■ **What you need to do**: Can you rewrite all the records below, changing "put a dot per instance" to "place one point for each instance" and leaving everything else as it is? Leave the pictures out of your answer.

╭──

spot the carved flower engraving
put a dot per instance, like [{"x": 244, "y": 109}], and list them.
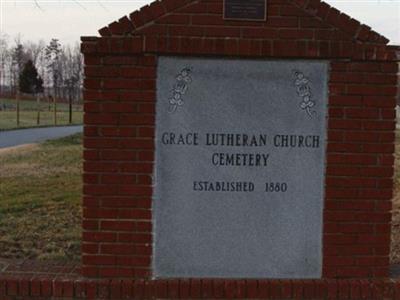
[
  {"x": 303, "y": 90},
  {"x": 182, "y": 81}
]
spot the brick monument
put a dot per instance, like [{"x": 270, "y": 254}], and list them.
[{"x": 239, "y": 149}]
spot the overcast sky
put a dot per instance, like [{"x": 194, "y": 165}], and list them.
[{"x": 67, "y": 20}]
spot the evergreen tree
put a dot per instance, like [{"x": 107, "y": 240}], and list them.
[{"x": 29, "y": 80}]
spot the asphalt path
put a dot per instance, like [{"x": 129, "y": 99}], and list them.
[{"x": 18, "y": 137}]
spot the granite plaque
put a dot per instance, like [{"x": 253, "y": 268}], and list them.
[
  {"x": 252, "y": 10},
  {"x": 239, "y": 171}
]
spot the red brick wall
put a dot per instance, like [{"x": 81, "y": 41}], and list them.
[{"x": 120, "y": 83}]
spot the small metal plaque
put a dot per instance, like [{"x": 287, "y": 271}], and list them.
[{"x": 253, "y": 10}]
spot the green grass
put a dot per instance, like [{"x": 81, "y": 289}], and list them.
[
  {"x": 28, "y": 114},
  {"x": 40, "y": 201}
]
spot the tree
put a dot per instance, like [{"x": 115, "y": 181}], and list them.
[
  {"x": 53, "y": 52},
  {"x": 29, "y": 80},
  {"x": 18, "y": 56}
]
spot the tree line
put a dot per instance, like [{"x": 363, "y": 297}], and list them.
[{"x": 52, "y": 70}]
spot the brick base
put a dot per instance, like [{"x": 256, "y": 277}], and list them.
[{"x": 40, "y": 287}]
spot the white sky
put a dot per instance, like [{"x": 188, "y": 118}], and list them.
[{"x": 67, "y": 20}]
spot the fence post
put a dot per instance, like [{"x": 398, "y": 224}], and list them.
[
  {"x": 70, "y": 109},
  {"x": 17, "y": 98},
  {"x": 55, "y": 109}
]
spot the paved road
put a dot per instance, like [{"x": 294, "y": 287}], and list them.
[{"x": 18, "y": 137}]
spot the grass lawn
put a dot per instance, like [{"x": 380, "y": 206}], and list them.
[
  {"x": 40, "y": 200},
  {"x": 28, "y": 114}
]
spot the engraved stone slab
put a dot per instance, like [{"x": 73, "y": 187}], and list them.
[
  {"x": 253, "y": 10},
  {"x": 239, "y": 171}
]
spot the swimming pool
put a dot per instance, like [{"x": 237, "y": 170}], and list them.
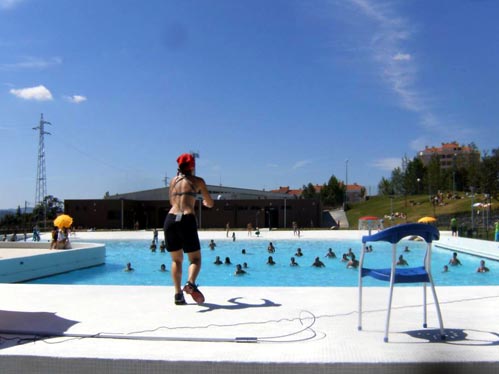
[{"x": 147, "y": 264}]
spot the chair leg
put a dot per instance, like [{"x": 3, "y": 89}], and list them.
[
  {"x": 425, "y": 324},
  {"x": 439, "y": 313}
]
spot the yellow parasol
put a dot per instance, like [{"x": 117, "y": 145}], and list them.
[
  {"x": 427, "y": 220},
  {"x": 63, "y": 221}
]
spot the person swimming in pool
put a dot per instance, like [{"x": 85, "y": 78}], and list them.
[{"x": 482, "y": 268}]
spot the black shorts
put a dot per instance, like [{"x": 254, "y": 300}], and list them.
[{"x": 182, "y": 234}]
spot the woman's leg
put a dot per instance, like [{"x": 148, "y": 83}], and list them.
[{"x": 177, "y": 259}]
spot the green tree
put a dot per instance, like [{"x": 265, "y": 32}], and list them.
[
  {"x": 385, "y": 187},
  {"x": 309, "y": 192},
  {"x": 489, "y": 174}
]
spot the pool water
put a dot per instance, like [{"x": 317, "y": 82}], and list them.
[{"x": 147, "y": 264}]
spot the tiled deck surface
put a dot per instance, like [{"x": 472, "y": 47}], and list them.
[{"x": 121, "y": 329}]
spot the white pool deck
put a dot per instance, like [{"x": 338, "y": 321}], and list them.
[{"x": 137, "y": 329}]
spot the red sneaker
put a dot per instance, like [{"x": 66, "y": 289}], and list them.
[{"x": 192, "y": 289}]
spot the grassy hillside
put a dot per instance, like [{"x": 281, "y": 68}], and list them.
[{"x": 415, "y": 207}]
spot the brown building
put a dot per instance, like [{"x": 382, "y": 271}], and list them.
[
  {"x": 148, "y": 209},
  {"x": 450, "y": 155}
]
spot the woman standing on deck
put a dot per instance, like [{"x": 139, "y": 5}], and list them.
[{"x": 180, "y": 227}]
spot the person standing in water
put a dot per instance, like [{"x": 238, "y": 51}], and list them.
[{"x": 180, "y": 227}]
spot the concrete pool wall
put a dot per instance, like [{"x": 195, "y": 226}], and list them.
[{"x": 23, "y": 261}]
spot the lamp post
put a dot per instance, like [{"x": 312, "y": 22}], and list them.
[
  {"x": 284, "y": 212},
  {"x": 454, "y": 175},
  {"x": 472, "y": 207},
  {"x": 345, "y": 200}
]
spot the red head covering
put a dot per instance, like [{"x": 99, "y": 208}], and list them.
[{"x": 186, "y": 162}]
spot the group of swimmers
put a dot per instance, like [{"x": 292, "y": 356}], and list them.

╰──

■ **Solution to this exercise**:
spot the carved flower engraving
place one point for each instance, like [{"x": 244, "y": 109}], and list them.
[
  {"x": 303, "y": 90},
  {"x": 182, "y": 81}
]
spot the brick monument
place one point for each instance, like [{"x": 270, "y": 254}], and list them.
[{"x": 239, "y": 149}]
spot the overcast sky
place one point for each instance, like [{"x": 194, "y": 165}], and list them.
[{"x": 67, "y": 20}]
spot the evergreen tree
place one point for each instance, like [{"x": 107, "y": 240}], and list them.
[{"x": 29, "y": 80}]
spot the asphalt path
place one point for each instance, like [{"x": 129, "y": 99}], and list them.
[{"x": 18, "y": 137}]
spot the granite plaque
place one point for each instance, like [{"x": 253, "y": 268}], and list them.
[
  {"x": 252, "y": 10},
  {"x": 239, "y": 171}
]
spot the red brick wall
place one point for each instance, like [{"x": 81, "y": 41}], and list them.
[{"x": 120, "y": 83}]
spot the small metal plaque
place one point for each instance, like [{"x": 287, "y": 271}], and list them.
[{"x": 253, "y": 10}]
spot the green grass
place one point for each instance, like [{"x": 81, "y": 289}], and list them.
[
  {"x": 28, "y": 114},
  {"x": 40, "y": 201}
]
spot the tree
place one point for each instance, like [{"x": 115, "y": 181}], and list them.
[
  {"x": 53, "y": 52},
  {"x": 29, "y": 80},
  {"x": 18, "y": 56}
]
spot the tree line
place one point for each instance, like [{"x": 363, "y": 297}], and list them.
[{"x": 52, "y": 70}]
spot the brick base
place one point for each instance, like [{"x": 256, "y": 277}], and list them.
[{"x": 40, "y": 287}]
spot the white sky
place one point for each instance, like [{"x": 188, "y": 118}], and list them.
[{"x": 67, "y": 20}]
spot the fence post
place one point for each instance, like [{"x": 398, "y": 224}], and list them.
[
  {"x": 70, "y": 109},
  {"x": 17, "y": 98},
  {"x": 55, "y": 109}
]
spot the paved road
place one point for each instance, like [{"x": 294, "y": 287}], and list them.
[{"x": 18, "y": 137}]
spot the grass lawn
place one point for each instance, like [{"x": 380, "y": 206}], and list them.
[
  {"x": 40, "y": 200},
  {"x": 28, "y": 114}
]
spot the engraved stone slab
place one point for each instance, like [{"x": 73, "y": 187}], and list them.
[
  {"x": 253, "y": 10},
  {"x": 239, "y": 171}
]
spot the swimming pool
place one point for each instance, like [{"x": 237, "y": 170}], and list them.
[{"x": 147, "y": 264}]
spot the chair leg
place one point for each instance, like [{"x": 3, "y": 89}], and list them.
[
  {"x": 425, "y": 324},
  {"x": 439, "y": 313}
]
spot the yellow parasol
place one point for each instance, like [{"x": 117, "y": 145}], and list them.
[
  {"x": 427, "y": 220},
  {"x": 63, "y": 221}
]
spot the person swimming in pool
place one point for each instance, like [{"x": 85, "y": 78}], and list them.
[{"x": 482, "y": 268}]
spot the black shorts
place one point for each instance, like [{"x": 254, "y": 300}], and list them.
[{"x": 182, "y": 234}]
spot the woman's leg
place one point for each instance, like [{"x": 148, "y": 83}], and list them.
[{"x": 177, "y": 259}]
spot the green tree
place one point for each instance, like [{"x": 265, "y": 32}], and list them.
[
  {"x": 385, "y": 187},
  {"x": 309, "y": 192},
  {"x": 489, "y": 174}
]
spot the pool water
place one point for each instance, like [{"x": 317, "y": 82}], and list them.
[{"x": 147, "y": 264}]
spot the tiled deck surface
place one point for each instance, like [{"x": 472, "y": 47}], and list them.
[{"x": 121, "y": 329}]
spot the white pool deck
place one point for each instance, like [{"x": 338, "y": 321}], and list them.
[{"x": 137, "y": 329}]
spot the red sneaker
place one point for each instance, like [{"x": 66, "y": 289}], and list them.
[{"x": 192, "y": 289}]
spot the grassy hillside
place one point for each instance, like [{"x": 281, "y": 68}], and list them.
[{"x": 415, "y": 207}]
spot the brown building
place one point for each instance, like [{"x": 382, "y": 271}], and list them.
[
  {"x": 148, "y": 209},
  {"x": 450, "y": 155}
]
spot the woman standing on deck
place one point for each instance, like [{"x": 139, "y": 5}], and list them.
[{"x": 180, "y": 227}]
spot the person standing in water
place one point for each instance, like [{"x": 238, "y": 51}], and list them.
[{"x": 180, "y": 227}]
spot the concrete pool wall
place one point for each instance, like [{"x": 195, "y": 226}], and list them.
[{"x": 23, "y": 261}]
spot the lamp post
place one point for each instance, like [{"x": 312, "y": 22}], and list them.
[
  {"x": 284, "y": 212},
  {"x": 454, "y": 175},
  {"x": 472, "y": 207},
  {"x": 345, "y": 200}
]
spot the red head covering
place one point for each instance, like [{"x": 99, "y": 208}], and list them.
[{"x": 186, "y": 162}]
spot the group of swimmers
place one point for each instance, like [{"x": 292, "y": 356}], and list them.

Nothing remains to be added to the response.